== Segment start ==

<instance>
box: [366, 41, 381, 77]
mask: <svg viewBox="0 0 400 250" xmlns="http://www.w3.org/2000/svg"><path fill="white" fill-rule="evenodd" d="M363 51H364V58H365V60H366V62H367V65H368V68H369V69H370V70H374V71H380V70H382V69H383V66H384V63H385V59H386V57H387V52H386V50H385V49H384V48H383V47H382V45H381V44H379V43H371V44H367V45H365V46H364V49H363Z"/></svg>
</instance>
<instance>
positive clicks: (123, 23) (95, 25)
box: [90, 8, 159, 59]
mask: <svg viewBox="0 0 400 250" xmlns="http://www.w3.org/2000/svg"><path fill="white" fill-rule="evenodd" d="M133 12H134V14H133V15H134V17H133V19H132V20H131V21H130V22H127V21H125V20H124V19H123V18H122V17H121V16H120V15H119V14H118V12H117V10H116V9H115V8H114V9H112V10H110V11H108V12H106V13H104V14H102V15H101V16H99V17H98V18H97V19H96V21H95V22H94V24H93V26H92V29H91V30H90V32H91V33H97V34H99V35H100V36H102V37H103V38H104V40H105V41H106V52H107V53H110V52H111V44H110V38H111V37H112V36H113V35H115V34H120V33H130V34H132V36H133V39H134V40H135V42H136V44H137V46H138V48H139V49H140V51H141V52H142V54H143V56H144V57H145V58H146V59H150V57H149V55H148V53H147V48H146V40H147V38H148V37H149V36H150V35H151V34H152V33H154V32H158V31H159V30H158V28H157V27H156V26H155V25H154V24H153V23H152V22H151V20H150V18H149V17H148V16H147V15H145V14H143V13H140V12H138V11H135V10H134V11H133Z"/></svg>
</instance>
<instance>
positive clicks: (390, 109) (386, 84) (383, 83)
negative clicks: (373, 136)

== Segment end ==

→ **ACTION ITEM**
Line by line, copy the data above.

→ **EXPECTED ANSWER**
<instance>
box: [366, 41, 381, 77]
mask: <svg viewBox="0 0 400 250" xmlns="http://www.w3.org/2000/svg"><path fill="white" fill-rule="evenodd" d="M363 51H364V58H365V60H366V62H367V65H368V68H369V69H370V70H374V71H380V70H382V69H383V66H384V63H385V59H386V57H387V52H386V50H385V49H384V48H383V47H382V45H381V44H379V43H371V44H367V45H365V46H364V49H363Z"/></svg>
</instance>
<instance>
positive clicks: (123, 23) (95, 25)
box: [90, 8, 159, 59]
mask: <svg viewBox="0 0 400 250" xmlns="http://www.w3.org/2000/svg"><path fill="white" fill-rule="evenodd" d="M133 12H134V14H133V15H134V17H133V19H132V20H131V21H130V22H127V21H125V20H124V19H123V18H122V17H121V16H120V15H119V14H118V12H117V10H116V9H115V8H114V9H112V10H110V11H108V12H106V13H104V14H102V15H101V16H99V17H98V18H97V19H96V21H95V22H94V24H93V26H92V29H91V30H90V32H91V33H97V34H99V35H100V36H102V37H103V38H104V40H105V41H106V52H107V53H110V52H111V44H110V38H111V37H112V36H113V35H115V34H120V33H130V34H132V36H133V39H134V40H135V42H136V44H137V46H138V48H139V49H140V51H141V52H142V54H143V56H144V57H145V58H146V59H150V57H149V55H148V53H147V48H146V40H147V38H148V37H149V36H150V35H151V34H152V33H154V32H158V31H159V30H158V28H157V27H156V26H155V25H154V24H153V23H152V22H151V20H150V18H149V17H148V16H147V15H145V14H143V13H140V12H138V11H135V10H134V11H133Z"/></svg>
</instance>
<instance>
positive clicks: (390, 109) (386, 84) (383, 83)
negative clicks: (373, 136)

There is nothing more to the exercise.